Yönerge 1: Black Mesa yazısının "benim vereceğim 30" ifadesinden "cebinizdeki akrebe sokayım." ifadesine kadar olan bölümünü, iki uç da dahil, aynen yazdır.

····················

• buna para vermeye değmez diyecek adam defolsun gitsin. herifler valve'in 10 senedir üşenip yapmadığı şeyi sıfır kar amacıyla 3 sene önce sürmüşlerdi mod olarak piyasaya, şimdi de steam'e sürmüşler. oyuna multiplayer eklenmiş ayrıca single player senaryoda sesler, grafikler, silah modellemeleri ve diyaloglarda iyileştirme yapılmış.

    benim vereceğim 30 tl bana koymaz ama bu adamlara yardımcı olur da eksik xen bölümlerini de tamamlarlarsa para yerine ulaşmış demektir. cebinizdeki akrebe sokayım.
  • oyun her şeyiyle köküne kadar buram buram klasik eski tarz fps. ilk half-life' ın bazı yönleri hafif değiştirilerek o kadar güzel uyarlanmış ki kana kana oynatıyor kendini. oynatırken de bi taraftan dakka başı "lan valla eskiden böyle ne oyunlar vardı yaa. ananı sikiyim activision" cümlesini kurduruyor.

    bi cod ve battlefield gibi oyunlardaki olduğu yerde vurulmayı bekleyen yapay zekaya bakıyorum, bi de bu oyundaki sürekli yer değiştiren, grup halinde adamı iğne deliğine kadar kovalayıp geberten yapay zekaya... bi günümüz fps' lerindeki oyuncuyu embesil yerine koyup gideceğin 2 adım ötesini bile imleçle gösteren o rezil sisteme bakıyorum, bi de bu oyundaki bilinmezliğe, oyuncuya gösterilen saygıya... vay amk. daha bir sürü detay var günümüz fps' lerinden çok daha ilerde olan. oyun cidden activision' un cod serisiyle fps türünün nasıl anasını siktiğini gözler önüne seriyor.

    oyunu oynarken birçok yerde yapımcılarının bu oyunu neler hissederek yaptıkları o kadar net anlaşılıyor ki, adamların tutkusu sadece half-life' ı günümüze uyarlamak değil, 14 yıl önceki o müthis oyuna gönülden bir saygı duruşunda bulunmak istemişler. bazı sahnelere koydukları hafif müziklerle bile oyuna duydukları o sınırsız sevgiyi kem kendileri hissedip hem de oyuncuya hissettirmeyi çok güzel başarmışlar. taşşaklarına kurban valla bu oyunu yapanların.

    ayrıca bir küçük detay; oyunun adındaki source eki valve' ın isteğiyle kaldırıldı. oyunun adı sadece black mesa.

····················

Yönerge 2: Kayıtlarda "of the yellow" ifadesini içeren satırdan "of the green" ifadesini içeren satıra kadar olan satırları, iki uç da dahil, aynen çıktı olarak ver.

Görev malzemesi:

····················

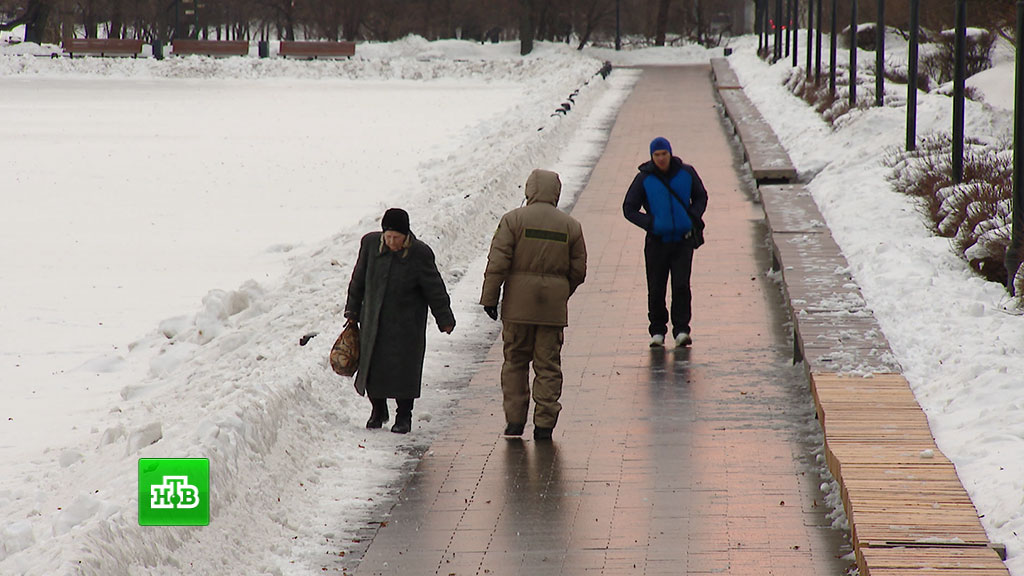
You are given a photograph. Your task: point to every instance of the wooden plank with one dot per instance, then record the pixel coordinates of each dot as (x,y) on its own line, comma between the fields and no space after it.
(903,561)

····················

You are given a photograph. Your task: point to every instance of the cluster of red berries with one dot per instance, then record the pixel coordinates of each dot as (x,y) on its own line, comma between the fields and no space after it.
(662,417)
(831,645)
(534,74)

····················

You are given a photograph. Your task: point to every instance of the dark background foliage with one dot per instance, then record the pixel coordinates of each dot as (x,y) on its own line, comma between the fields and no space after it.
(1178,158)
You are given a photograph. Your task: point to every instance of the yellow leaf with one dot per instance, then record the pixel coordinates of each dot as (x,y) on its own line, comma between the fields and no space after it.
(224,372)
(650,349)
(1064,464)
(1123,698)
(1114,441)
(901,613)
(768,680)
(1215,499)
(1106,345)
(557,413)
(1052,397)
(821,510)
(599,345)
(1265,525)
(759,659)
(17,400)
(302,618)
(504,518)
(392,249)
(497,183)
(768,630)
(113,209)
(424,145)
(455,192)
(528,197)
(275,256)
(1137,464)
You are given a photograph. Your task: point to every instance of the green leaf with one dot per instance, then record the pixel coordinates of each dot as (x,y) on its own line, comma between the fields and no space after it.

····················

Alıştırma cevabı 1:
benim vereceğim 30 tl bana koymaz ama bu adamlara yardımcı olur da eksik xen bölümlerini de tamamlarlarsa para yerine ulaşmış demektir. cebinizdeki akrebe sokayım.

Alıştırma cevabı 2:
You are given a photograph. Your task: point to every instance of the yellow leaf with one dot per instance, then record the pixel coordinates of each dot as (x,y) on its own line, comma between the fields and no space after it.
(224,372)
(650,349)
(1064,464)
(1123,698)
(1114,441)
(901,613)
(768,680)
(1215,499)
(1106,345)
(557,413)
(1052,397)
(821,510)
(599,345)
(1265,525)
(759,659)
(17,400)
(302,618)
(504,518)
(392,249)
(497,183)
(768,630)
(113,209)
(424,145)
(455,192)
(528,197)
(275,256)
(1137,464)
You are given a photograph. Your task: point to every instance of the green leaf with one dot per instance, then record the pixel coordinates of each dot as (x,y) on its own line, comma between the fields and no space after it.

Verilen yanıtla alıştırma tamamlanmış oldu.